::: DATA EXCERPTS

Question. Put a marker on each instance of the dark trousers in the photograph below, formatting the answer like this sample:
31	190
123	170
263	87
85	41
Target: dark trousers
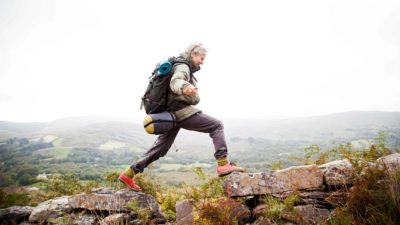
198	122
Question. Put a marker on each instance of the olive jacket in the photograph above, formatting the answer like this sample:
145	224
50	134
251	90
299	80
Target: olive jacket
182	77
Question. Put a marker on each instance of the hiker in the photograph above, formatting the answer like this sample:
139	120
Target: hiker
182	96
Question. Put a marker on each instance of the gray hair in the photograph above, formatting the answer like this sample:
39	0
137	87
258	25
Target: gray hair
197	48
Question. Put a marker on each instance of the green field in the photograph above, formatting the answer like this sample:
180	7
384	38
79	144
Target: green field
55	152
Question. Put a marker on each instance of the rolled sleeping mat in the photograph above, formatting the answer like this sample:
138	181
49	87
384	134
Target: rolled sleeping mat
159	123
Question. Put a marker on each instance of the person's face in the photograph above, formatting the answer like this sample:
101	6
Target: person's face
198	59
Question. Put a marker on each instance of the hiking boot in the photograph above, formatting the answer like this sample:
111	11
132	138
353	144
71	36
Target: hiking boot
130	182
228	168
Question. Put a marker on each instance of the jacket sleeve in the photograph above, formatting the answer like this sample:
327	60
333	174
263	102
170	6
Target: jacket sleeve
180	78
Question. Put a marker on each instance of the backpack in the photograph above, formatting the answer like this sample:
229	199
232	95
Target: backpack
155	98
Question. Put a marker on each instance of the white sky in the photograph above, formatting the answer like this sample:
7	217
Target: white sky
266	58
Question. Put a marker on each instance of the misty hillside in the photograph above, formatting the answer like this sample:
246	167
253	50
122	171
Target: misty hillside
94	131
90	146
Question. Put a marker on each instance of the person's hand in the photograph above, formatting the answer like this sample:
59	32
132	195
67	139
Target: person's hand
190	90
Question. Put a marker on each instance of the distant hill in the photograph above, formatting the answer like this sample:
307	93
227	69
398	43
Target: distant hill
90	146
92	131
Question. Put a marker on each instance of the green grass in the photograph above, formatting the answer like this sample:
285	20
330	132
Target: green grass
111	145
58	142
55	152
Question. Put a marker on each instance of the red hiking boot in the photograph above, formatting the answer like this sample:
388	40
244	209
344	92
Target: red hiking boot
228	168
130	182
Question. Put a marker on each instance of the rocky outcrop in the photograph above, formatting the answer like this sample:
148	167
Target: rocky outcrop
317	189
184	212
50	209
337	173
390	162
235	211
112	205
313	190
287	180
14	214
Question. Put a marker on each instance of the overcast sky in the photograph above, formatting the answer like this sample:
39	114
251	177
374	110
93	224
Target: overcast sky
266	58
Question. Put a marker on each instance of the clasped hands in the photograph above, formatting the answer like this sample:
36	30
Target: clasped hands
190	90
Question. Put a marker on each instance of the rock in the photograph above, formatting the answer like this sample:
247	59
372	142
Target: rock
14	214
119	218
102	190
26	223
184	212
337	173
263	221
74	218
237	211
290	179
316	197
309	214
259	211
86	219
50	209
115	202
390	162
99	204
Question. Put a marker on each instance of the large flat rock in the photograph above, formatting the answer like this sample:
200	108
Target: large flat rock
290	179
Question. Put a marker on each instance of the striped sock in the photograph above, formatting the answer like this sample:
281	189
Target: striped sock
129	172
222	161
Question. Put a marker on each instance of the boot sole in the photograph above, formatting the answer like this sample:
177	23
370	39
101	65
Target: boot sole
130	187
229	172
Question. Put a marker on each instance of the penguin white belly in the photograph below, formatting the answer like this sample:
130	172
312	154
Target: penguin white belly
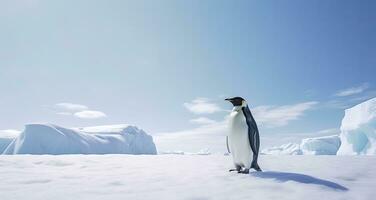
238	138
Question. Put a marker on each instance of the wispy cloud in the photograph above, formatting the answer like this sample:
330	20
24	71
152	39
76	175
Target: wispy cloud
274	116
71	106
352	90
202	120
77	110
211	134
9	133
90	114
202	106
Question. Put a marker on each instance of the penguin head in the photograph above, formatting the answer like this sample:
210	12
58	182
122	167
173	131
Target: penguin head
237	101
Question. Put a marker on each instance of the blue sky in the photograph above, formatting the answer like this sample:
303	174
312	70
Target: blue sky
149	63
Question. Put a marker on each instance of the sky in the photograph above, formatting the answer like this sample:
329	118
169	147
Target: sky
166	66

::::::

EXERCISE INSTRUCTIONS:
Word for word, copy out each record; do not include pictures.

RESPONSE FOR THIS EXERCISE:
Question. Put a marker on each instance of the dark trousers in the photograph below, formatting the answer like this sample:
31	190
123	170
263	87
85	41
Target: dark trousers
198	122
Question. Put a marker on each instance of the olive jacket in the photograph above, formatting the answer like this sample:
145	224
50	134
251	90
299	80
Target: olive jacket
182	77
Question. Put a marker on each instance of the hiker in the photograph above, formatting the answer like this sample:
139	120
Target: hiker
182	96
Question. Put a marker on each instance of the gray hair in the photograph above, formatting the answer like this sample:
39	0
137	87
258	25
Target: gray hair
197	48
Question. Put a marker on each instance of the green field in the photograph above, formatting the answer like this sample:
180	7
384	38
79	144
Target: green field
55	152
Question. Put a marker on each instance of the rolled sleeping mat in the photograph above, formatting the answer like this sample:
138	181
49	87
384	134
Target: rolled sleeping mat
159	123
Question. Put a marker on each instance of the person's face in the photograph above, formatting the answer like this sample:
101	6
Target: person's face
198	59
Question. Put a marker on each instance of the hiking boot in the photograph above, formatting the answer like this sample:
111	11
132	138
353	144
71	36
Target: hiking boot
130	182
228	168
Question. Put a marker on each instance of the jacket sleeve in the photograph above, formatting the answer like this sample:
327	60
333	174
263	102
170	6
Target: jacket sleeve
180	78
Question. Put a marker on each instance of the backpack in the photograph above, formatting the answer like this sample:
229	199
232	95
Target: backpack
155	98
Question. Put a marker on each instance of the white sky in the photograph above, formatting the answer like this sample:
7	217
Target: white sky
266	58
Question. Put a marker on each instance of the misty hillside in the photograph above, formatting the answer like this sample:
246	167
253	50
122	171
Target: misty hillside
94	131
90	146
Question. Put a marker on each instance of the person's hand in the photograph above, formatting the answer like this sample:
59	32
132	195
67	139
Target: person's hand
190	90
Question. Put a marker on each instance of the distant hill in the photograph above, formatting the answer like this sample:
307	93
227	69
398	43
Target: distant hill
90	146
92	131
Question. Put a marker on each instance of the green grass in the photograph above, formatting the answer like this sample:
285	20
330	132
Target: green grass
111	145
58	142
55	152
Question. Put a marker on each instance of the red hiking boot in the photograph above, formatting the answer like this sample:
388	40
244	209
344	92
Target: red hiking boot
228	168
130	182
Question. Put a marker on each instance of the rocky outcrop in the photograph above, formatting the answer like this sample:
148	167
Target: rocky outcrop
317	189
184	212
50	209
337	173
390	162
235	211
112	205
313	190
287	180
14	214
Question. Put a marker on each instance of the overcast sky in the photograph above, formatting the answer like this sample:
39	114
251	177
374	110
93	224
Target: overcast sky
266	58
Question. Put a marker on each instance of the clasped hands in the photograph above, formatting the answer like this sample:
36	30
Target: clasped hands
190	90
Question. Put a marker on each instance of the rock in the photograph above, formatting the answer like this sample:
247	59
372	142
Target: rock
14	214
119	218
102	190
26	223
184	212
337	173
263	221
74	218
237	211
290	179
316	197
309	214
259	211
86	219
50	209
115	202
390	162
99	204
Question. Put a marker on each instance of the large flat rock in the photograph above, formatting the answer like this sample:
200	108
Target: large flat rock
290	179
Question. Put a marker on each instance of the striped sock in the photograph above, formatting the answer like this sample:
281	189
Target: striped sock
129	172
222	161
Question. Put a marker on each instance of the boot sole in the photograph above, formatting the answer like this sample:
177	23
370	39
101	65
Target: boot sole
130	187
229	172
Question. Put a marker on each instance of the penguin white belly in the photograph below, formatting the answer like this sample:
130	172
312	154
Target: penguin white belly
238	138
Question. Put a marker on each instance of the wispy cloud in the photograph above, formatting the answer like this sample:
330	20
24	71
152	39
76	175
Target: wispy cloud
274	116
71	106
352	90
202	120
77	110
211	134
9	133
90	114
202	106
Question. Put a marker on each instance of the penguin head in the photograph above, formatting the answer like this sample:
210	12
58	182
122	167
173	131
Target: penguin head
237	101
Question. Put a marker on each instance of the blue sky in the photograph above, formatting the answer like this sample:
303	174
312	70
Target: blue sky
149	63
Question. Put a marker on each instance of the sky in the photograph above, formatting the answer like this sample:
329	118
169	147
Target: sky
166	66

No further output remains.